:: Bitte bearbeiten ::
• A. Stimmen die folgenden Aussagen mit dem Text über Suspend und Framebuffer überein? Antworte jeweils mit Ja oder Nein und zitiere die entscheidenden Worte des Textes wörtlich. (i) hoschi schlägt die Bootoption acpi_sleep=s3_bios,s3_mode vor. (ii) mrsteven verwendet einen Framebuffer. (iii) l3u benutzt den vesafb.
• B. Entnimm dem Text über Suspend und Framebuffer wortgetreu alles von „Ich hab derzeit“ bis hinunter zu „bißchen experimentieren :-)“.

:: Text ::

P.S.: Ansonsten habe ich gerade keine Idee mehr für dich.

----------

## hoschi

Hallo, verwendest du VesaFB? Wenn ja, mit VesaFB-TNG gibt es leider Probleme, mit VesaFB auf dem Vanilla-Kernel dagegen nicht.

Probier auch mal diese Bootoptionen im Bootloader:

append="video=vesafb:ywrap,mtrr:3 acpi_sleep=s3_bios,s3_mode"

----------

## mrsteven

Wenn das nichts hilft, probiere den Kernel 2.6.18: Seitdem funktioniert Suspend to RAM/Disk im Zusammenspiel mit dem X.org-Treiber (=radeon) perfekt. Framebuffer verwende ich keinen...

----------

## l3u

Ich hab derzeit den vanilla-kernel 2.6.17.13. Ich benutze einen Framebuffer, aber nicht den vesafb, sondern den radeonfb. Danke für die Tips, ich werd morgen mal ein bißchen experimentieren :-)

:: Vorliegende Zeilen ::

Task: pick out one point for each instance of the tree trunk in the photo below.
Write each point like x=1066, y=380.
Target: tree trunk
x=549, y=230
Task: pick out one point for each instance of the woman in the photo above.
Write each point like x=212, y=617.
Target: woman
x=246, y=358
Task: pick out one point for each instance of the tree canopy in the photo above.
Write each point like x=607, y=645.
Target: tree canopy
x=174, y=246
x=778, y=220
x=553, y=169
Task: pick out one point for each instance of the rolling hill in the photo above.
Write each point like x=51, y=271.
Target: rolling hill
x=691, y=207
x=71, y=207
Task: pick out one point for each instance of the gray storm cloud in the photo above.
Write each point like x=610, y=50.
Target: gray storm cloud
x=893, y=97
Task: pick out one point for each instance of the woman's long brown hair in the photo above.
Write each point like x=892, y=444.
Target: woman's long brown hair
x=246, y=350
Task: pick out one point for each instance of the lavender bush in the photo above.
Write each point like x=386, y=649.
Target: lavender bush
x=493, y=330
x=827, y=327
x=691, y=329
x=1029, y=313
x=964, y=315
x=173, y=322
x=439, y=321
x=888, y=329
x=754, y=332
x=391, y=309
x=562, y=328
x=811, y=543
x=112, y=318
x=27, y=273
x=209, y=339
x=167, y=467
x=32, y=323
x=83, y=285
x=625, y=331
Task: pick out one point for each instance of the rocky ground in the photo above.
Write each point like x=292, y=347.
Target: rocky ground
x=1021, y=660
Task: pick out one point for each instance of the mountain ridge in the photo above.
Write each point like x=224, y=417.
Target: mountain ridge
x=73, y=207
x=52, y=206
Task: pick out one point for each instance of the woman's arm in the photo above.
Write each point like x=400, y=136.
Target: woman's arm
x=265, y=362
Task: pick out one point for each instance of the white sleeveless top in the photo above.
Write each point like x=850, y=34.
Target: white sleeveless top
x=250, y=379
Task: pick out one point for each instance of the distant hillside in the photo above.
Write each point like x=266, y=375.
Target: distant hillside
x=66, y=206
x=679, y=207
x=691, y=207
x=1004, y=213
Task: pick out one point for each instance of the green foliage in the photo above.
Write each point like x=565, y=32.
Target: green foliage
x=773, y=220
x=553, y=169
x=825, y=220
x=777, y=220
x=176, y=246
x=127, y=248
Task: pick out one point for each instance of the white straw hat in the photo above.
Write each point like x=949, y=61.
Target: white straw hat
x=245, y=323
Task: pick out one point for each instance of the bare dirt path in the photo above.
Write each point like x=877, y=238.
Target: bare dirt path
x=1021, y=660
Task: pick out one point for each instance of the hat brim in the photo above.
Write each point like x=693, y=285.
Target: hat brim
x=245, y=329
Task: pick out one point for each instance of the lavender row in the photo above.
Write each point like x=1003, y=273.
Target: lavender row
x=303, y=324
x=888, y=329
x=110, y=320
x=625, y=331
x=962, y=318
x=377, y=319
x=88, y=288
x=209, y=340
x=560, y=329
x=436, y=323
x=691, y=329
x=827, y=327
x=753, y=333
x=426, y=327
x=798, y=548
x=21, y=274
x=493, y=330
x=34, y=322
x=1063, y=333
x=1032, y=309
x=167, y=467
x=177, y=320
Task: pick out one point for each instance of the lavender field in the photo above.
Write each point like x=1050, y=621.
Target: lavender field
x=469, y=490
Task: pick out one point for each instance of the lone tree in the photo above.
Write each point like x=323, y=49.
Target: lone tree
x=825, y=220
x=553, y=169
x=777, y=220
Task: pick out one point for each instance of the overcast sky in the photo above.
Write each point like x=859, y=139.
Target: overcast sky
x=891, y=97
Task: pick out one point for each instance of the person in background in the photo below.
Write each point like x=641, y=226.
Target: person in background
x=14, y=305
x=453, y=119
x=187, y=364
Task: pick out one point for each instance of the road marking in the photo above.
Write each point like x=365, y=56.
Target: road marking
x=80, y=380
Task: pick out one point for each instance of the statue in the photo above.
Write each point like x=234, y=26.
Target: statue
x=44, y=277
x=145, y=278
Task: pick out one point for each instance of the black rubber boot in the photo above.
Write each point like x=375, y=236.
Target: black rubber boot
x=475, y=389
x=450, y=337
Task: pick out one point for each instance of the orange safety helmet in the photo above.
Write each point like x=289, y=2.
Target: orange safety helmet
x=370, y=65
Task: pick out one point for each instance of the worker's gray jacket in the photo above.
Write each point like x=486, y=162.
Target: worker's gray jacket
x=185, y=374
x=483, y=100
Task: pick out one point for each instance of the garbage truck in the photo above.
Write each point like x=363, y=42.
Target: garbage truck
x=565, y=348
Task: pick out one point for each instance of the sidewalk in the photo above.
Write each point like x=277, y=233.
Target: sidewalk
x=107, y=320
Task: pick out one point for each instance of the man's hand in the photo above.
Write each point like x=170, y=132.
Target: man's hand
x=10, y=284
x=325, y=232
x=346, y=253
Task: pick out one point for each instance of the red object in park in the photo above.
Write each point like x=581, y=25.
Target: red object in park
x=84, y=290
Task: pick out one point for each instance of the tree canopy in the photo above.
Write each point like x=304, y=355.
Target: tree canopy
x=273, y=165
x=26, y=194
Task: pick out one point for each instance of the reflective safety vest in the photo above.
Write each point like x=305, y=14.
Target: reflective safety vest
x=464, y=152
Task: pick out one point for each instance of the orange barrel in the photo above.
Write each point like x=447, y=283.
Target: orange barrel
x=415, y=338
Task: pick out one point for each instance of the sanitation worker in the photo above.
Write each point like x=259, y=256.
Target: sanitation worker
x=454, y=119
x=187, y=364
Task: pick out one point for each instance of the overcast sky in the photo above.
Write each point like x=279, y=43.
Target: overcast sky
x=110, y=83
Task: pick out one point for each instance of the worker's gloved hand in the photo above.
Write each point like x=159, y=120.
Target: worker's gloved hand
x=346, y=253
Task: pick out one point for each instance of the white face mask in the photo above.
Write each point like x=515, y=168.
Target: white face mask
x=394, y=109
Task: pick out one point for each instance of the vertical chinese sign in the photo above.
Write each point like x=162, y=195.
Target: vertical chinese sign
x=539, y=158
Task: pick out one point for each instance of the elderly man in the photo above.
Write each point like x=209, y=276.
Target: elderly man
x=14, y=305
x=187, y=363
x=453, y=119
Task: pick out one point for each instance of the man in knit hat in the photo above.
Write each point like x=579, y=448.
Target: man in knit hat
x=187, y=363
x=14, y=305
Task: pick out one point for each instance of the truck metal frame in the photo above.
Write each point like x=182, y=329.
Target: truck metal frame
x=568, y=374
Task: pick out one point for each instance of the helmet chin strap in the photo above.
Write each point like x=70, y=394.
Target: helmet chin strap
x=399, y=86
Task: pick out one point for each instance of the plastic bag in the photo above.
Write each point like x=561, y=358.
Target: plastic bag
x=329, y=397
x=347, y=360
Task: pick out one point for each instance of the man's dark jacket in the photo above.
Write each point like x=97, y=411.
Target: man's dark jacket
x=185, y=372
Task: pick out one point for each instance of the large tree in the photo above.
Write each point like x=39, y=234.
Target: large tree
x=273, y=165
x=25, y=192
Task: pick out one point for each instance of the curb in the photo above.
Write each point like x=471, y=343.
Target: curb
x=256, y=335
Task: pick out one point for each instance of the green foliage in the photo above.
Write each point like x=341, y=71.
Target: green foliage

:: Gelöste Aufgaben ::
• A.
(i) Ja – „append="video=vesafb:ywrap,mtrr:3 acpi_sleep=s3_bios,s3_mode"“
(ii) Nein – „Framebuffer verwende ich keinen...“
(iii) Nein – „aber nicht den vesafb, sondern den radeonfb“

• B.
Ich hab derzeit den vanilla-kernel 2.6.17.13. Ich benutze einen Framebuffer, aber nicht den vesafb, sondern den radeonfb. Danke für die Tips, ich werd morgen mal ein bißchen experimentieren :-)